══ LISTED ENTRIES ══

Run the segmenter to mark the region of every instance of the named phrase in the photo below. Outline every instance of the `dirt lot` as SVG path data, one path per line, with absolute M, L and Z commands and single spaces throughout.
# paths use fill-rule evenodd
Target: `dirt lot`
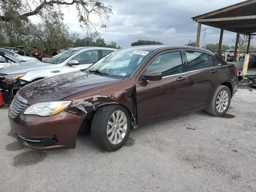
M 100 151 L 90 135 L 76 149 L 39 152 L 10 133 L 0 108 L 0 191 L 255 191 L 256 90 L 239 89 L 224 118 L 200 112 L 131 132 Z

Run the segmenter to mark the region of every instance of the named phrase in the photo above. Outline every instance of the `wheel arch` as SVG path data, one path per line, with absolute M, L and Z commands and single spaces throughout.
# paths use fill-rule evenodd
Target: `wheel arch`
M 233 86 L 232 86 L 232 84 L 231 84 L 229 82 L 224 82 L 224 83 L 222 83 L 220 85 L 224 85 L 226 86 L 226 87 L 228 87 L 228 88 L 229 89 L 230 91 L 230 93 L 231 94 L 231 97 L 233 96 Z

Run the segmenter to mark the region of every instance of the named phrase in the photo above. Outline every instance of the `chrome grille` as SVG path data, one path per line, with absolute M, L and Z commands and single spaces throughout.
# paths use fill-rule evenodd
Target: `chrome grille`
M 16 118 L 24 108 L 27 103 L 27 101 L 17 93 L 13 98 L 10 107 L 10 116 L 12 118 Z

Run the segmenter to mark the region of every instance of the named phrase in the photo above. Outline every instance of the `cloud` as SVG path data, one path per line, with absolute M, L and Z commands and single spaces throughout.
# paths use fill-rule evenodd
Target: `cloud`
M 106 42 L 114 41 L 121 47 L 130 46 L 138 39 L 156 40 L 170 45 L 184 45 L 190 40 L 195 42 L 197 23 L 191 18 L 239 2 L 223 0 L 103 0 L 105 5 L 112 6 L 113 15 L 106 22 L 106 29 L 99 28 L 102 38 Z M 85 34 L 76 21 L 74 8 L 63 8 L 64 22 L 73 32 Z M 91 19 L 98 26 L 98 17 Z M 200 44 L 202 45 L 203 30 L 207 27 L 206 43 L 218 42 L 220 30 L 202 25 Z M 224 31 L 223 44 L 234 44 L 234 33 Z M 252 41 L 255 44 L 255 41 Z

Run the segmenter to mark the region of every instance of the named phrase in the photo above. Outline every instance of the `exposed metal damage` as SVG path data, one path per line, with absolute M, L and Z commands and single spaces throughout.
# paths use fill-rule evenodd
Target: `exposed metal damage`
M 85 110 L 84 107 L 92 107 L 93 108 L 93 109 L 95 109 L 95 107 L 92 104 L 92 103 L 88 102 L 88 101 L 80 101 L 76 104 L 75 104 L 73 106 L 81 110 L 82 112 L 85 113 L 86 114 L 87 114 L 87 111 Z
M 106 98 L 107 98 L 108 97 L 107 96 L 103 96 L 102 95 L 95 95 L 93 96 L 93 98 L 92 99 L 93 101 L 97 101 L 98 100 L 98 98 L 99 97 L 105 97 Z

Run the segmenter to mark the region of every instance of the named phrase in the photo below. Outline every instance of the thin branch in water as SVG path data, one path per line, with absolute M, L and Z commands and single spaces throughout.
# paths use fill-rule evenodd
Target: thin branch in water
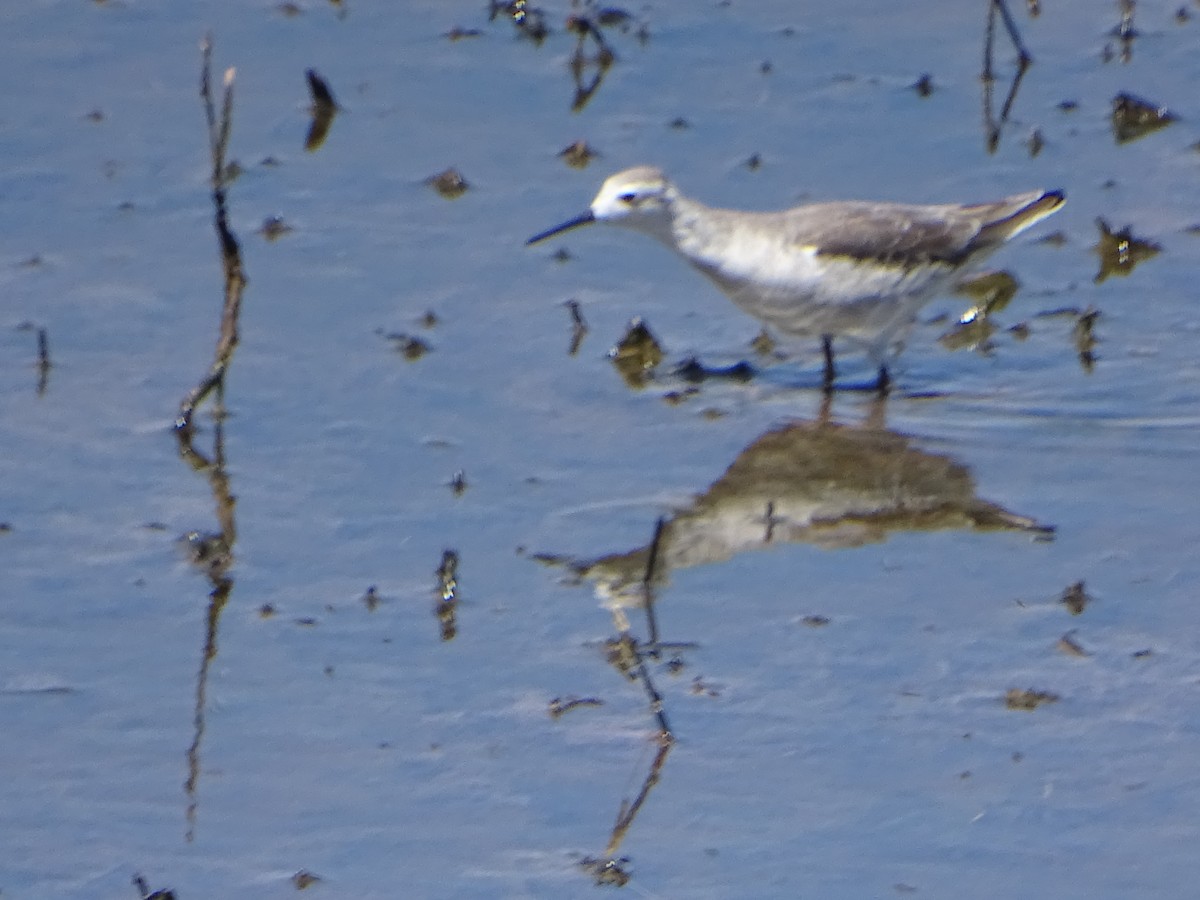
M 1004 23 L 1004 28 L 1008 31 L 1008 36 L 1013 42 L 1013 47 L 1016 49 L 1016 73 L 1013 76 L 1013 83 L 1009 85 L 1008 95 L 1004 97 L 1003 107 L 1000 110 L 1000 118 L 997 119 L 992 115 L 992 90 L 996 82 L 996 76 L 992 70 L 992 48 L 996 43 L 996 13 L 1000 12 L 1001 20 Z M 1013 19 L 1012 13 L 1008 11 L 1008 6 L 1004 0 L 988 0 L 988 26 L 984 31 L 984 44 L 983 44 L 983 72 L 979 79 L 983 82 L 983 118 L 984 118 L 984 131 L 986 132 L 986 146 L 988 152 L 994 154 L 1000 146 L 1000 133 L 1008 122 L 1008 116 L 1012 113 L 1013 103 L 1016 101 L 1016 92 L 1020 89 L 1021 79 L 1025 78 L 1025 72 L 1032 65 L 1033 58 L 1030 52 L 1025 49 L 1025 43 L 1021 41 L 1020 32 L 1016 30 L 1016 22 Z
M 50 383 L 50 342 L 44 328 L 37 329 L 37 396 L 46 394 Z
M 216 389 L 224 383 L 226 370 L 233 359 L 233 353 L 238 347 L 238 318 L 241 312 L 241 298 L 246 287 L 246 277 L 241 265 L 241 246 L 229 228 L 228 204 L 226 197 L 226 184 L 228 179 L 226 167 L 226 154 L 229 148 L 229 134 L 233 128 L 233 85 L 235 70 L 228 68 L 224 73 L 224 91 L 221 101 L 221 115 L 217 118 L 216 104 L 212 98 L 211 64 L 212 41 L 205 37 L 200 42 L 203 65 L 200 71 L 200 98 L 204 101 L 204 114 L 209 128 L 209 152 L 211 155 L 212 172 L 212 206 L 214 227 L 217 232 L 217 240 L 221 245 L 221 263 L 224 271 L 224 305 L 221 312 L 221 330 L 217 338 L 216 352 L 208 373 L 200 379 L 180 403 L 179 415 L 175 418 L 175 431 L 181 446 L 191 444 L 193 422 L 197 407 Z M 220 397 L 218 391 L 218 397 Z
M 662 529 L 666 527 L 666 518 L 659 516 L 654 523 L 654 539 L 650 541 L 650 552 L 646 558 L 646 572 L 642 575 L 642 605 L 646 607 L 646 626 L 649 632 L 650 654 L 656 655 L 659 648 L 659 620 L 654 614 L 654 580 L 659 569 L 659 550 L 662 545 Z

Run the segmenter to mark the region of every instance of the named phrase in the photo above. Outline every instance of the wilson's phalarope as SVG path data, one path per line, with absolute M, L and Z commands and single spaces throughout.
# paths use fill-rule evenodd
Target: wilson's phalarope
M 706 206 L 661 170 L 636 166 L 605 181 L 587 212 L 526 244 L 590 222 L 644 232 L 782 336 L 820 337 L 827 391 L 833 341 L 844 338 L 866 349 L 886 392 L 888 361 L 920 307 L 1063 203 L 1061 191 L 1032 191 L 972 205 L 851 200 L 745 212 Z

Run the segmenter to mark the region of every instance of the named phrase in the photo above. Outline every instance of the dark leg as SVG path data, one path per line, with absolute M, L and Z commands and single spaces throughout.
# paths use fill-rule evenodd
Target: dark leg
M 829 335 L 822 336 L 821 349 L 824 352 L 826 356 L 824 382 L 822 383 L 822 386 L 824 388 L 826 394 L 832 394 L 833 382 L 838 373 L 833 367 L 833 338 Z
M 880 366 L 880 380 L 875 383 L 875 390 L 881 397 L 888 396 L 888 391 L 892 390 L 892 376 L 888 374 L 887 366 Z

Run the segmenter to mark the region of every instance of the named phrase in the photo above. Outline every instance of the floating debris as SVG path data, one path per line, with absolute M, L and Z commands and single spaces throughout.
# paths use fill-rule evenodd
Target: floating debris
M 316 152 L 325 143 L 340 107 L 325 79 L 317 74 L 314 68 L 305 70 L 304 77 L 308 80 L 308 94 L 312 97 L 312 107 L 310 107 L 312 122 L 308 125 L 304 149 L 308 152 Z
M 1079 642 L 1075 640 L 1074 635 L 1075 635 L 1074 631 L 1068 631 L 1066 635 L 1058 638 L 1058 642 L 1055 644 L 1055 648 L 1060 653 L 1066 653 L 1068 656 L 1091 656 L 1092 654 L 1090 654 L 1087 650 L 1085 650 L 1082 647 L 1079 646 Z
M 592 162 L 598 156 L 596 151 L 593 150 L 587 140 L 580 138 L 574 144 L 563 148 L 558 152 L 558 158 L 570 166 L 572 169 L 586 168 L 589 162 Z
M 550 35 L 546 16 L 527 0 L 488 0 L 488 22 L 498 16 L 510 19 L 522 37 L 528 37 L 535 44 L 541 44 Z
M 1004 271 L 986 272 L 962 282 L 955 293 L 972 299 L 974 305 L 959 316 L 950 330 L 937 340 L 950 350 L 990 353 L 991 336 L 996 332 L 991 316 L 1008 306 L 1019 288 L 1016 278 Z
M 1067 245 L 1067 235 L 1062 232 L 1050 232 L 1044 238 L 1038 238 L 1034 244 L 1044 244 L 1048 247 L 1063 247 Z
M 770 336 L 770 331 L 763 329 L 750 342 L 750 349 L 760 356 L 770 356 L 775 352 L 775 338 Z
M 425 341 L 422 341 L 420 337 L 415 337 L 414 335 L 394 332 L 388 335 L 388 340 L 391 341 L 396 353 L 398 353 L 409 362 L 416 362 L 416 360 L 421 359 L 421 356 L 424 356 L 431 349 Z
M 602 707 L 604 701 L 596 697 L 554 697 L 550 701 L 550 718 L 560 719 L 562 716 L 570 713 L 572 709 L 578 709 L 580 707 Z
M 1133 59 L 1133 41 L 1140 34 L 1133 26 L 1133 12 L 1136 2 L 1135 0 L 1117 0 L 1117 5 L 1121 8 L 1121 22 L 1109 34 L 1117 38 L 1121 44 L 1121 61 L 1128 62 Z M 1112 56 L 1112 47 L 1106 44 L 1103 54 L 1104 61 L 1110 62 Z
M 269 241 L 277 241 L 293 230 L 292 226 L 283 221 L 283 216 L 268 216 L 263 220 L 263 227 L 258 229 L 258 233 Z
M 1158 256 L 1162 251 L 1162 247 L 1152 241 L 1134 238 L 1129 230 L 1130 226 L 1114 232 L 1108 222 L 1097 218 L 1096 227 L 1100 229 L 1100 239 L 1093 247 L 1100 257 L 1100 270 L 1094 280 L 1097 284 L 1112 275 L 1128 275 L 1139 263 Z
M 442 640 L 452 641 L 458 634 L 458 553 L 452 550 L 443 551 L 442 564 L 434 575 L 438 578 L 434 613 L 442 628 Z
M 320 877 L 313 875 L 310 871 L 301 869 L 295 875 L 292 876 L 292 883 L 295 886 L 296 890 L 304 890 L 305 888 L 312 887 L 320 881 Z
M 1079 365 L 1085 372 L 1091 372 L 1096 367 L 1096 320 L 1100 317 L 1100 311 L 1088 306 L 1079 313 L 1075 328 L 1072 330 L 1072 340 L 1075 342 L 1075 352 L 1079 354 Z M 1082 583 L 1082 582 L 1080 582 Z
M 700 384 L 710 378 L 727 378 L 732 382 L 749 382 L 755 377 L 754 366 L 751 366 L 745 360 L 740 362 L 734 362 L 731 366 L 724 367 L 710 367 L 706 366 L 695 356 L 689 356 L 678 366 L 676 366 L 672 374 L 683 378 L 685 382 L 691 382 L 692 384 Z
M 630 320 L 617 346 L 608 350 L 608 359 L 620 372 L 625 384 L 638 390 L 646 386 L 650 373 L 662 361 L 662 346 L 649 326 L 637 317 Z
M 467 184 L 467 179 L 462 176 L 462 173 L 455 168 L 449 168 L 445 172 L 439 172 L 437 175 L 431 175 L 425 179 L 425 184 L 445 197 L 448 200 L 462 197 L 470 187 L 470 185 Z
M 1058 602 L 1066 606 L 1072 616 L 1079 616 L 1087 608 L 1087 605 L 1092 602 L 1092 598 L 1085 589 L 1084 582 L 1076 581 L 1062 592 L 1062 596 L 1058 598 Z
M 631 876 L 629 869 L 625 868 L 628 865 L 629 859 L 625 857 L 618 859 L 586 857 L 580 860 L 580 868 L 595 878 L 596 884 L 612 884 L 618 888 L 623 888 L 629 883 Z
M 1040 128 L 1034 128 L 1030 132 L 1030 137 L 1025 142 L 1025 146 L 1030 151 L 1030 158 L 1033 158 L 1042 152 L 1042 149 L 1046 145 L 1045 138 L 1042 136 Z
M 1009 688 L 1008 692 L 1004 695 L 1004 706 L 1009 709 L 1037 709 L 1043 703 L 1057 703 L 1060 700 L 1057 694 L 1051 694 L 1050 691 L 1036 691 L 1036 690 L 1021 690 L 1020 688 Z
M 1165 128 L 1176 118 L 1166 107 L 1132 94 L 1118 94 L 1112 98 L 1112 136 L 1118 144 L 1128 144 Z
M 44 396 L 50 383 L 50 341 L 44 328 L 37 329 L 37 396 Z
M 372 584 L 367 588 L 367 592 L 362 595 L 362 605 L 367 607 L 367 612 L 374 612 L 379 608 L 379 604 L 383 602 L 383 598 L 379 596 L 379 592 L 376 586 Z
M 571 343 L 566 348 L 566 355 L 574 356 L 580 352 L 580 346 L 588 334 L 588 323 L 583 319 L 583 310 L 580 307 L 578 300 L 568 300 L 565 306 L 571 313 Z
M 150 884 L 140 875 L 133 876 L 133 887 L 142 894 L 142 900 L 175 900 L 174 890 L 150 890 Z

═══

■ STATED EXERCISE ■
Find every line in the material that contains the string "thin" and copy each one. Case counts.

■ RESPONSE ■
Run the segmenter to mark the region of every instance of the named phrase in the photo below. Outline every instance of the thin branch in water as SVG path data, one path per line, with absolute M, L and Z commands and single spaces throughout.
Target: thin branch in water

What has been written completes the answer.